■ WHAT NEEDS TO BE DONE:
For each line of the data below that contains "shirt", return that line.
═══ RECORDS FOR PROCESSING ═══
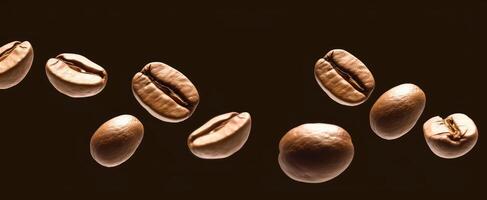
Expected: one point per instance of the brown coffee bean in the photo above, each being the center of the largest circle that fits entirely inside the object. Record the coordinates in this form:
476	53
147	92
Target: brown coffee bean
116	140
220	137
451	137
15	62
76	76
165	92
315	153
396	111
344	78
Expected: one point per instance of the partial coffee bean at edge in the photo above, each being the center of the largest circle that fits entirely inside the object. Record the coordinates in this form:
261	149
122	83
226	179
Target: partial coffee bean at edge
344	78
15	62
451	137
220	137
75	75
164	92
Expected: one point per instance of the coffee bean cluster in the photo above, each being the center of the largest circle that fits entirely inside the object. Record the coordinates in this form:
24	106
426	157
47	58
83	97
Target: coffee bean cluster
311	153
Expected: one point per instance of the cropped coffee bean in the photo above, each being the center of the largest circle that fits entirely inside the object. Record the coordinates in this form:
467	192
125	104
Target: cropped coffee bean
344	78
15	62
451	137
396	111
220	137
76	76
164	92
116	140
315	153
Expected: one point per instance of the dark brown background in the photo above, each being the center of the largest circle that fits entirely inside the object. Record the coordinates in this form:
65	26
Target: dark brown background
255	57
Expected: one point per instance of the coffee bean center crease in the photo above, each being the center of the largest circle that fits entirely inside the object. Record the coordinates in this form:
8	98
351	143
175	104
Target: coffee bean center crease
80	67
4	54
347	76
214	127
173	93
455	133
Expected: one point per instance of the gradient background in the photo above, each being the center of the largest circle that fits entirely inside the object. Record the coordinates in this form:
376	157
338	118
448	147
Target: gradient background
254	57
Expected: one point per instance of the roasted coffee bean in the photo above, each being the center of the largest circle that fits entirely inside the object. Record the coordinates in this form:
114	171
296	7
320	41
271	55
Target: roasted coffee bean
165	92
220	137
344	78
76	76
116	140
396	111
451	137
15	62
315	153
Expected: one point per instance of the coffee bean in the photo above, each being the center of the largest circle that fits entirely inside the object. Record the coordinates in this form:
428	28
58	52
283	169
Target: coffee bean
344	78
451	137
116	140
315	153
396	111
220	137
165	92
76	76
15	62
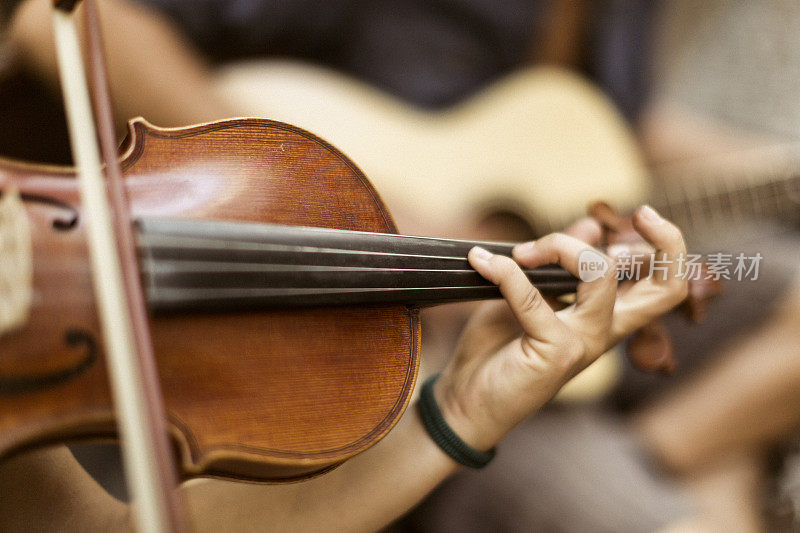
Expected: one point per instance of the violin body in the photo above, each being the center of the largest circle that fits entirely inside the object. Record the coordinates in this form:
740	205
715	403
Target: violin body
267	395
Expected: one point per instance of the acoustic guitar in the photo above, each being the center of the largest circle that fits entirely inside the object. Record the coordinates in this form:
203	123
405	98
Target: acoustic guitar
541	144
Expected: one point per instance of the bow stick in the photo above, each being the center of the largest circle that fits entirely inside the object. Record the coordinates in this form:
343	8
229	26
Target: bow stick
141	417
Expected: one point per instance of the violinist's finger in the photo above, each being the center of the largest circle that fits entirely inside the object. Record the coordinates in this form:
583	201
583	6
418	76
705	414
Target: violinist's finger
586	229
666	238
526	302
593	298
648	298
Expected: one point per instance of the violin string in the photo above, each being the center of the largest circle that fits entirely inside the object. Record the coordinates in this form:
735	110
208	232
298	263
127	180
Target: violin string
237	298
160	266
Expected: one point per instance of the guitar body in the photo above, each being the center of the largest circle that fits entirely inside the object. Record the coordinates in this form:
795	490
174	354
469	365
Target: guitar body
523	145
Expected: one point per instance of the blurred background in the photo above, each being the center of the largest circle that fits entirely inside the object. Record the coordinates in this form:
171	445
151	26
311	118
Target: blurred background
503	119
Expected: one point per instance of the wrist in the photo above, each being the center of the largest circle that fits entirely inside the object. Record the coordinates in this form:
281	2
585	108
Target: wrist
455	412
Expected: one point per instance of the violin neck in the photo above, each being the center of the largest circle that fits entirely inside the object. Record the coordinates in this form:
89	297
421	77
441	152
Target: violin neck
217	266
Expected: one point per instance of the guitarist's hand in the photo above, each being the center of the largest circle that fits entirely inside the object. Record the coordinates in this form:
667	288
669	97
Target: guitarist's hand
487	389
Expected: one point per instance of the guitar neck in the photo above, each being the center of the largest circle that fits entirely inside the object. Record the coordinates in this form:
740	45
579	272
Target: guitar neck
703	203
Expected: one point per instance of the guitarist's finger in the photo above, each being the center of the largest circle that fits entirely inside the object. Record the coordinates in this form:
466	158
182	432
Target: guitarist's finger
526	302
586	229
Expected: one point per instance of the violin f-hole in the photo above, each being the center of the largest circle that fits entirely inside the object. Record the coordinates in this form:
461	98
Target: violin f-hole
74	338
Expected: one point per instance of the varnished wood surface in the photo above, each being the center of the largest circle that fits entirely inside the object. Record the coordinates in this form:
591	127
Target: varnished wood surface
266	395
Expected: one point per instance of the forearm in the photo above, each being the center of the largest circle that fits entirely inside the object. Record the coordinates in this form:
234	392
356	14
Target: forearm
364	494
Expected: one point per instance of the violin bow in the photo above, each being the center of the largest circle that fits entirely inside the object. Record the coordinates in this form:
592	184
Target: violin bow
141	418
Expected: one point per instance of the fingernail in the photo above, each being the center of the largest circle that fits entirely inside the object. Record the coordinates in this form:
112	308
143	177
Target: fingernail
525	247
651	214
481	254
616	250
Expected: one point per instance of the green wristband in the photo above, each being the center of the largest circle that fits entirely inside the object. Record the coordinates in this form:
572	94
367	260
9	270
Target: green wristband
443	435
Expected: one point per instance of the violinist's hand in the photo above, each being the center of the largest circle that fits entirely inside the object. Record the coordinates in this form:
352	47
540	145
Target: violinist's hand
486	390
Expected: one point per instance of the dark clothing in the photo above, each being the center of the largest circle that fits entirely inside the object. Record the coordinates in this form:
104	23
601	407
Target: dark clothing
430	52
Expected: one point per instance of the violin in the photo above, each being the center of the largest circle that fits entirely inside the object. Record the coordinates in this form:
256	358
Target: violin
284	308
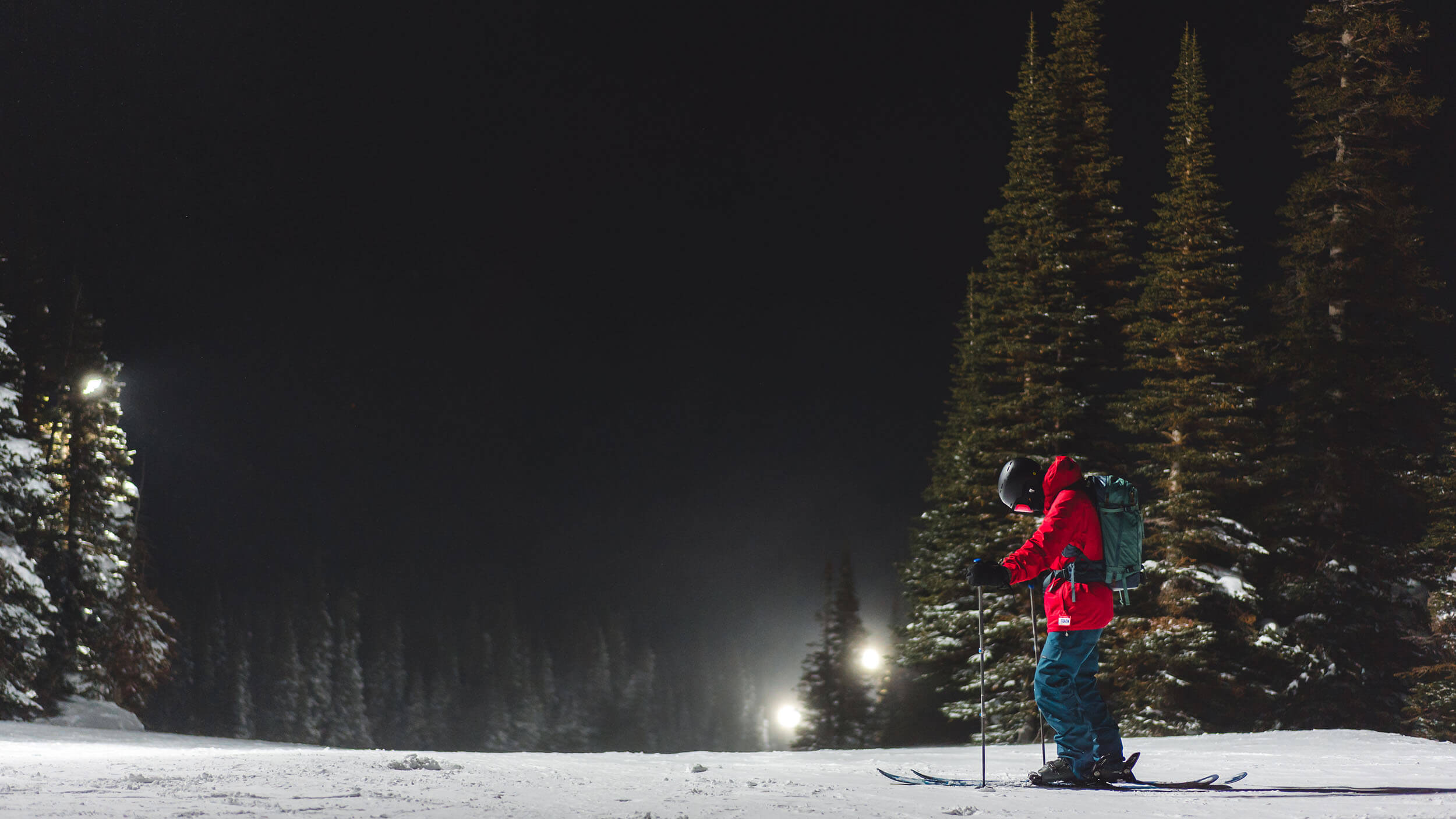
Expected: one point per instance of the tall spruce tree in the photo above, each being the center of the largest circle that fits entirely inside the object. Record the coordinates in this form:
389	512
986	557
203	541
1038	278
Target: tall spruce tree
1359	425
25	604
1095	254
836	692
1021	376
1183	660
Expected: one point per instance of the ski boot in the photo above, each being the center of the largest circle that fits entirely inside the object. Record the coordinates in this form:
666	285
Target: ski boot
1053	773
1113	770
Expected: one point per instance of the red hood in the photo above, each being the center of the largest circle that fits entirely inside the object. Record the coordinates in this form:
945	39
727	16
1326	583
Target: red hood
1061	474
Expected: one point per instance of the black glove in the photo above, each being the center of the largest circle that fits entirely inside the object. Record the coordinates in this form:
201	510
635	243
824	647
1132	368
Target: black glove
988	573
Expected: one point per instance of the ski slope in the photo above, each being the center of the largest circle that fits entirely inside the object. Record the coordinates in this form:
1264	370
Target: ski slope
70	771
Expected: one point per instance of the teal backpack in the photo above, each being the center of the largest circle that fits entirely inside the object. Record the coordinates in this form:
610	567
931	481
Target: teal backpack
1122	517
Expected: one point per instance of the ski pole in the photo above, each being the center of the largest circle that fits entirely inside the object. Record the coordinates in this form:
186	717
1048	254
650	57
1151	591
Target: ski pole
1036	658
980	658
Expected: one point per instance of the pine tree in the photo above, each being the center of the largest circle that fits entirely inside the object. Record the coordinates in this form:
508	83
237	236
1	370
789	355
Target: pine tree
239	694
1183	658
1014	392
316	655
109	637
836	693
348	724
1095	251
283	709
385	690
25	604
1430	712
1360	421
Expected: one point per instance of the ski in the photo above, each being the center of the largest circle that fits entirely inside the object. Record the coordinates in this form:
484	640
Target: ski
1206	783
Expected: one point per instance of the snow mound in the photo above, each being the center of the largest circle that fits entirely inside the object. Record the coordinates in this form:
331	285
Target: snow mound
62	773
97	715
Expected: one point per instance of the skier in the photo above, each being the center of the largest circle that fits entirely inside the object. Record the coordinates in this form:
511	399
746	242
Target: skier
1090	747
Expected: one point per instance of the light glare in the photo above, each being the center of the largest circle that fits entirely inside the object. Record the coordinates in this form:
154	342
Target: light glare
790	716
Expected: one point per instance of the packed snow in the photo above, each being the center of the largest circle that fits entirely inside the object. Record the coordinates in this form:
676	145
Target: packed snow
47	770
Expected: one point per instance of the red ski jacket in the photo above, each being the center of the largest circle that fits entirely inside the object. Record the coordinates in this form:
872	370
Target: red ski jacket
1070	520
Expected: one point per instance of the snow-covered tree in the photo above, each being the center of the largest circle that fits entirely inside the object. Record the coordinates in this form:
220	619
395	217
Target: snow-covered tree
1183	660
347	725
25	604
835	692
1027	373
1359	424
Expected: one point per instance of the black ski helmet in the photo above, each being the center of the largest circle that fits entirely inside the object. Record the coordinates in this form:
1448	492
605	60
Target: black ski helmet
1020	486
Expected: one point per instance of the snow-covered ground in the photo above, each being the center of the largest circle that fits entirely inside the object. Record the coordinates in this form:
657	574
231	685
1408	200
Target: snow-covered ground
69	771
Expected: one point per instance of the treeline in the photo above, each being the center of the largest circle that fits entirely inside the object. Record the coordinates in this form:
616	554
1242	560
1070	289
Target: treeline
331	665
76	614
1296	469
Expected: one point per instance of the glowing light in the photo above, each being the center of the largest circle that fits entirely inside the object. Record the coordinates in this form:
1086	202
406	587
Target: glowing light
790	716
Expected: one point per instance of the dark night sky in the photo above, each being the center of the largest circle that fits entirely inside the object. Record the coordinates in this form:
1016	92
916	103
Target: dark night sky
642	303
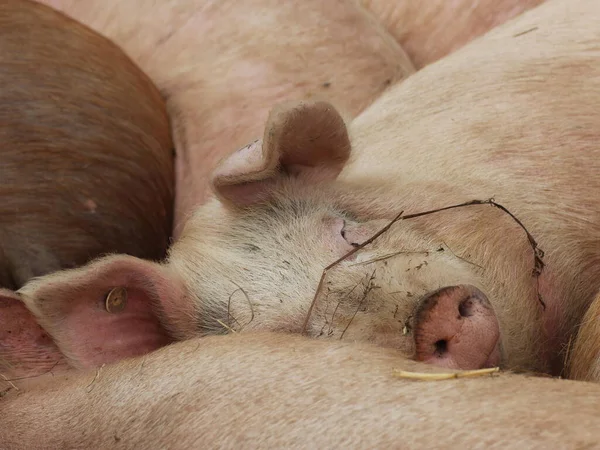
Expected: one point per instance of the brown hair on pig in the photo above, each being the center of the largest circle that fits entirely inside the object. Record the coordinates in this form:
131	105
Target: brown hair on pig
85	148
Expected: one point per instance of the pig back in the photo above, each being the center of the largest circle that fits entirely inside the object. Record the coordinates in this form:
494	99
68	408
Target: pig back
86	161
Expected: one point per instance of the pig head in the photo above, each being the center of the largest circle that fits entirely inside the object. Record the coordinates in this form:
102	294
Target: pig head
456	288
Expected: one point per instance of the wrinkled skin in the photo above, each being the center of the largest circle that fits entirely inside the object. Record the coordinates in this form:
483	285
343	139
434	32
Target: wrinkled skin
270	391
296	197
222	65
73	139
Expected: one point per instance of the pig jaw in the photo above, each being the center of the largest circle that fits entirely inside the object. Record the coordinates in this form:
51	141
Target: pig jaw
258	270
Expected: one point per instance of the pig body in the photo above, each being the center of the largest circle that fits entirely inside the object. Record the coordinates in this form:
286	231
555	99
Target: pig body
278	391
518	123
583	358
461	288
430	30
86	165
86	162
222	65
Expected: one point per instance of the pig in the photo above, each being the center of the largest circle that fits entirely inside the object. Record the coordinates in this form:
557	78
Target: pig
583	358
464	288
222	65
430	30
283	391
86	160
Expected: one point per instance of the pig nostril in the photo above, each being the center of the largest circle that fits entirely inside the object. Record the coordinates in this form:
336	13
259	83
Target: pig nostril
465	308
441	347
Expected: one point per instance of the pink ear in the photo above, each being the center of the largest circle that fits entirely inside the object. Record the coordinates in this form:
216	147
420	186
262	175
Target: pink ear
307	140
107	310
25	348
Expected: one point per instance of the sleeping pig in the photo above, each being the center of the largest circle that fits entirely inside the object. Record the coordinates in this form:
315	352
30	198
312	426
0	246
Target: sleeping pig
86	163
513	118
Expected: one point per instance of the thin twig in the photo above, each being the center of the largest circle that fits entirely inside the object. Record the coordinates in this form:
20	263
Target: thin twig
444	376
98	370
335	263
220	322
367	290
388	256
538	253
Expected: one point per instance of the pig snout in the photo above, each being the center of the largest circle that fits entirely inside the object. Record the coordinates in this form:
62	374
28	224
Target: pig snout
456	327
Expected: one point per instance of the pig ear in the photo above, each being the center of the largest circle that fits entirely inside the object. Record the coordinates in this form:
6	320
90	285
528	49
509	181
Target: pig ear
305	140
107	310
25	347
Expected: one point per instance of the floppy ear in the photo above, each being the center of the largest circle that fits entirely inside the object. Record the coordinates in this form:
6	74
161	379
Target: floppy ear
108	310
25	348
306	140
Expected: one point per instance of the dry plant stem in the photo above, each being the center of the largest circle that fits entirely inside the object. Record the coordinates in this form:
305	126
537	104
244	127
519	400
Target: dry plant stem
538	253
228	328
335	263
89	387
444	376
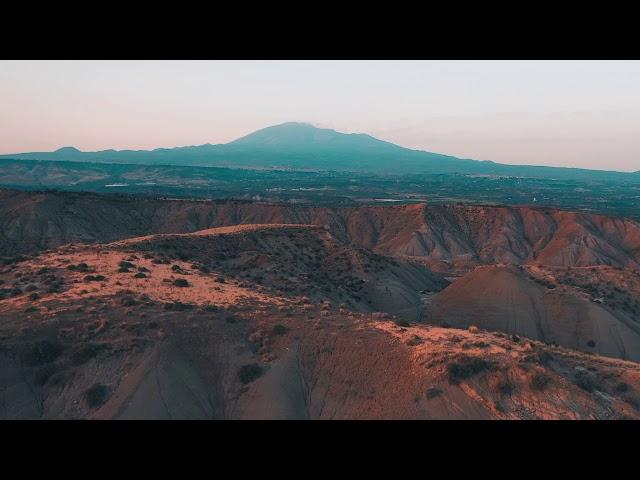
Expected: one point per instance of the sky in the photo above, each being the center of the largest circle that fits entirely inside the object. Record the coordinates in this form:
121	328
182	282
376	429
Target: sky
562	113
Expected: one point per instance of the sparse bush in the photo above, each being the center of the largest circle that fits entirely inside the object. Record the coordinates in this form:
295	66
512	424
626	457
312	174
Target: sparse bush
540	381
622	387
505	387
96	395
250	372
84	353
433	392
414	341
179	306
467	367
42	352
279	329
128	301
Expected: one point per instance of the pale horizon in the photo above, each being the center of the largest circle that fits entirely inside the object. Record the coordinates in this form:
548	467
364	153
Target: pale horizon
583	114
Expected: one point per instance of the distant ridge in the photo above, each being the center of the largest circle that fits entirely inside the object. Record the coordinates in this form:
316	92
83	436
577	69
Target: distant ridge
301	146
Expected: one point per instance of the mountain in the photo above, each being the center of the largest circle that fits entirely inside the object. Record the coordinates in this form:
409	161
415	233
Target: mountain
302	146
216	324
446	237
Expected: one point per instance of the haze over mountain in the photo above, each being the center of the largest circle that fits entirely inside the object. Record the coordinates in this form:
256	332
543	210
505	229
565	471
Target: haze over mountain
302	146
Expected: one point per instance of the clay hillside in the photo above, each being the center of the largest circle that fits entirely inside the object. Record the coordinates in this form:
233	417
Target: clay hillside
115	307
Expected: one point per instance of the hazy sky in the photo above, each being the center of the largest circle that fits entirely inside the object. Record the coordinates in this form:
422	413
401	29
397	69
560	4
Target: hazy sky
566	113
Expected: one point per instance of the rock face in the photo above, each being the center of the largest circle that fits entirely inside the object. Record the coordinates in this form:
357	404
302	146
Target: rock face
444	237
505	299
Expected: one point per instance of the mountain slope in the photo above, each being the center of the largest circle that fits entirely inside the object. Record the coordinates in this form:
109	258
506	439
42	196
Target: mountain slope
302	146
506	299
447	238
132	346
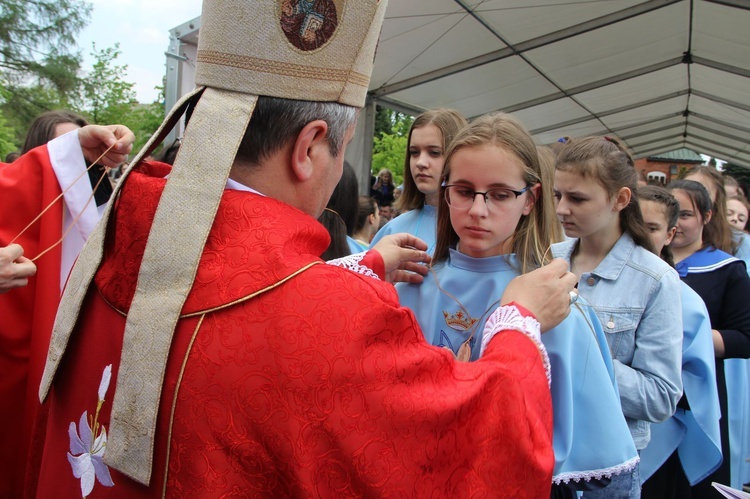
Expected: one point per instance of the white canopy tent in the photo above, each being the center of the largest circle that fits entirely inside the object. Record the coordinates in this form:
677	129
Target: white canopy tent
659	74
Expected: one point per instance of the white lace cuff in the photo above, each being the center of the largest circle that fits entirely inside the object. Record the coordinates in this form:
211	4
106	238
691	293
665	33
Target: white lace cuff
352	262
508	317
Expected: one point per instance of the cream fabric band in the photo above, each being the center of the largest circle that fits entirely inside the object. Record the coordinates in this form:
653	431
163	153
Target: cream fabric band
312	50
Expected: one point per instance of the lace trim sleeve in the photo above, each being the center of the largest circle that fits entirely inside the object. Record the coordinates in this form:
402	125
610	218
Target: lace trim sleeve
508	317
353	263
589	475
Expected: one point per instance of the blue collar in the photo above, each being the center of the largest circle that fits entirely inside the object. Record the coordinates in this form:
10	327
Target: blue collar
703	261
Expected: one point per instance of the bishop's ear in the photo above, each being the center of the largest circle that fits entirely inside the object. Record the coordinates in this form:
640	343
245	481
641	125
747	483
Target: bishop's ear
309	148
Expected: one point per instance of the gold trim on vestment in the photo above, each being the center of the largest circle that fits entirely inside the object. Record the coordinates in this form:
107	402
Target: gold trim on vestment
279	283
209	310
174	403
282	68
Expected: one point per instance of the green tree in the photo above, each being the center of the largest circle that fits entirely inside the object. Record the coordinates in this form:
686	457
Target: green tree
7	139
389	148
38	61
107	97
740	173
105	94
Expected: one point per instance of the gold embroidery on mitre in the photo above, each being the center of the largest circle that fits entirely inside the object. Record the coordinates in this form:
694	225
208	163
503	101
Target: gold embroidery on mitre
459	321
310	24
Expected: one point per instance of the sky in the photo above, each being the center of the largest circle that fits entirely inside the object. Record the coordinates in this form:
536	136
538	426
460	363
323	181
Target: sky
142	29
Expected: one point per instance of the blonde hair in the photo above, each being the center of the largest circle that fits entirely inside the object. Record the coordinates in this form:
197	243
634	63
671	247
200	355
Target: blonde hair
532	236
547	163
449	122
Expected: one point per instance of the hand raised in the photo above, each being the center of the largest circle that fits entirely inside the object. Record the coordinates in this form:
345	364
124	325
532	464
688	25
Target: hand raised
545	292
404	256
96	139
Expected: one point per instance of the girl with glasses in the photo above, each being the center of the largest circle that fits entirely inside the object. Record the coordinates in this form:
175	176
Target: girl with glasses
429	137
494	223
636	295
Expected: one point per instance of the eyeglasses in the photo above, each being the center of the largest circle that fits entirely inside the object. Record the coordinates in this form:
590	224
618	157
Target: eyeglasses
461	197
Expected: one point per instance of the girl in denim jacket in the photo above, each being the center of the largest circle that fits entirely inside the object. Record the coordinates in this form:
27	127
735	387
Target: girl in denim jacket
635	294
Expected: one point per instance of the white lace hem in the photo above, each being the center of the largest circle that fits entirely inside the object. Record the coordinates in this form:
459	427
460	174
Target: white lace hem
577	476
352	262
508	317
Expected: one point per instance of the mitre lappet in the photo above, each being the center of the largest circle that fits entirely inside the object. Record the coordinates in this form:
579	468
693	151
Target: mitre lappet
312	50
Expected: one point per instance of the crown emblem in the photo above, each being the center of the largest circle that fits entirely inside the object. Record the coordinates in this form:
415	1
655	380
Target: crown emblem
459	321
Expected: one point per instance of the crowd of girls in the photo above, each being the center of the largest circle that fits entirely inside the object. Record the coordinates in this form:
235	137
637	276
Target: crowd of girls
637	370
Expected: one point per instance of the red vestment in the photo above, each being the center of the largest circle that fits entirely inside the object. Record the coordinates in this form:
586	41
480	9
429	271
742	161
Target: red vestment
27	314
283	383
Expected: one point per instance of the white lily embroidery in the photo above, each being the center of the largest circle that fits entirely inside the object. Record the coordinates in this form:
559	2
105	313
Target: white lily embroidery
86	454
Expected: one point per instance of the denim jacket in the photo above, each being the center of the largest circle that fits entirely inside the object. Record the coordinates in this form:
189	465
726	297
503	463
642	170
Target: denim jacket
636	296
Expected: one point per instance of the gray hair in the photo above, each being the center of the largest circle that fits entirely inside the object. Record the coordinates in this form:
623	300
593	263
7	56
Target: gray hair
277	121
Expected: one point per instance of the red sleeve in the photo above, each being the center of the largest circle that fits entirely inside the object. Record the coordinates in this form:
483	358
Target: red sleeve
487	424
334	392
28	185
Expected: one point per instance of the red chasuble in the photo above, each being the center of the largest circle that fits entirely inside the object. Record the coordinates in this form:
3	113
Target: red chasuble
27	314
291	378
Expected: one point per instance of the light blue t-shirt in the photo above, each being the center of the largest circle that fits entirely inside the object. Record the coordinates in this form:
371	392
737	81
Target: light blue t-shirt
═══
■ RESPONSE AREA:
Expected: one point per instance of the light blue t-shirt in the photo above, each being the center of the largest circle that fits entirely inside the object. Record the coordinates in this form:
Target: light blue t-shirt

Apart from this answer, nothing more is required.